● EXERCISE BRIEF
Transcribe the entire listing below exactly.

● RECORDS SHOWN
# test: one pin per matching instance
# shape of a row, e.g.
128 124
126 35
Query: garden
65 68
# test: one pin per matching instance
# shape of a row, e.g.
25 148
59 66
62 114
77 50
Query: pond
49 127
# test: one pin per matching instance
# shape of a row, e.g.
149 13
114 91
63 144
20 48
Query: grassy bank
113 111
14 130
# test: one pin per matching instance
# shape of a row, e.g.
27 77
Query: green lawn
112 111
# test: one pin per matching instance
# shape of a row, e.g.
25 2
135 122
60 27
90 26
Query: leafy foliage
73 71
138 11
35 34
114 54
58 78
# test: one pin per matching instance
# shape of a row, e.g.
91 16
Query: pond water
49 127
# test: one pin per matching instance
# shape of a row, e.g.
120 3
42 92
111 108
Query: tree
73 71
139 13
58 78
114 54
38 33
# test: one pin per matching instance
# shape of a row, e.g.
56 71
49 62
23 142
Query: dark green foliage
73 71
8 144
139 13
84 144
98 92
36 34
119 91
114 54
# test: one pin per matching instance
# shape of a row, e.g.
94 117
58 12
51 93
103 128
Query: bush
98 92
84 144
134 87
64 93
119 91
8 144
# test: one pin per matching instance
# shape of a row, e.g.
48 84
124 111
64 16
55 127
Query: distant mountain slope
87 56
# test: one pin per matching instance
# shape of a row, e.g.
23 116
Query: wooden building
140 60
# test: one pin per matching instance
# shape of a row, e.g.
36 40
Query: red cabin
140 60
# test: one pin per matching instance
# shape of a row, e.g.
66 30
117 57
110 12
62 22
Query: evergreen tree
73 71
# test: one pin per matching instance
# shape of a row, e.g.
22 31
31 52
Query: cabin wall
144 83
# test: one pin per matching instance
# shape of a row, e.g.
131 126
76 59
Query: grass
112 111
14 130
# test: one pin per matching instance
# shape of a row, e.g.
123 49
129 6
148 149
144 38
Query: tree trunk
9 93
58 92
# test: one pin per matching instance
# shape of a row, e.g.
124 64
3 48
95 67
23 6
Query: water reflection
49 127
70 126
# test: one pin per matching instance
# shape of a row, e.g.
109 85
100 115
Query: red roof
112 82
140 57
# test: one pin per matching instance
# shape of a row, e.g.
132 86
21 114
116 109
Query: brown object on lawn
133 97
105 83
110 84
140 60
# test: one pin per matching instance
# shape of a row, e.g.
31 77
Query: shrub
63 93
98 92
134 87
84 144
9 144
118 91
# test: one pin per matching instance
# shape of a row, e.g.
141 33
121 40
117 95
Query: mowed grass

● OUTPUT FOR THIS TASK
# test: one pin per matching instance
# shape of a row, e.g.
128 124
126 35
Query: garden
65 68
# test: one pin per matching instance
# shape of a row, e.g.
25 148
59 66
62 114
77 50
Query: pond
49 127
# test: one pin per matching instance
# shape of a row, e.g.
149 13
114 91
63 144
20 48
Query: grassy bank
113 111
14 130
# test: one pin per matching instance
# shape of a row, e.g.
27 77
Query: green lawn
112 111
# test: one pin per matching instance
# shape of a row, e.g.
25 2
135 122
60 27
90 26
Query: leafy foliage
73 71
138 11
35 34
114 54
58 78
# test: one pin per matching instance
# shape of a row, e.g.
91 16
Query: pond water
49 127
# test: one pin per matching instance
# shape of a row, e.g.
120 3
42 92
111 108
Query: tree
73 71
139 13
58 78
114 54
38 33
# test: one pin per matching instance
# shape of a row, e.g.
56 71
49 62
23 142
Query: dark green foliage
73 71
8 144
139 13
84 144
98 92
36 34
119 91
114 54
# test: one pin per matching instance
# shape of a row, e.g.
94 117
58 12
51 93
103 128
Query: bush
98 92
84 144
134 87
64 93
119 91
8 144
# test: one pin per matching instance
# shape of a row, e.g.
48 84
124 111
64 16
55 127
Query: distant mountain slope
87 56
# test: one pin per matching instance
# shape of a row, e.g.
23 116
Query: wooden building
140 60
# test: one pin per matching instance
# shape of a row, e.g.
36 40
Query: red cabin
140 60
# test: one pin per matching instance
# shape of a row, e.g.
66 30
117 57
110 12
62 22
Query: evergreen tree
73 71
# test: one pin per matching instance
# shape of a row, e.g.
22 31
31 52
Query: cabin wall
144 83
# test: one pin per matching instance
# shape of a row, e.g.
131 126
76 59
Query: grass
112 111
14 130
# test: one pin per matching instance
# shape of a row, e.g.
123 49
129 6
148 149
144 38
Query: tree trunk
9 93
58 92
# test: one pin per matching instance
# shape of a row, e.g.
124 64
3 48
95 67
23 6
Query: water reflection
49 127
70 126
# test: one pin per matching instance
# shape of a row, e.g.
109 85
100 115
Query: red roof
112 82
140 57
# test: one pin per matching instance
# shape of a row, e.g.
132 86
21 114
116 109
Query: brown object on lawn
133 97
105 83
110 84
140 60
# test: one pin per matching instance
# shape of a row, e.g.
31 77
Query: shrub
63 93
98 92
134 87
84 144
9 144
118 91
# test: one pin per matching instance
# shape of a row, e.g.
141 33
121 40
117 95
Query: mowed grass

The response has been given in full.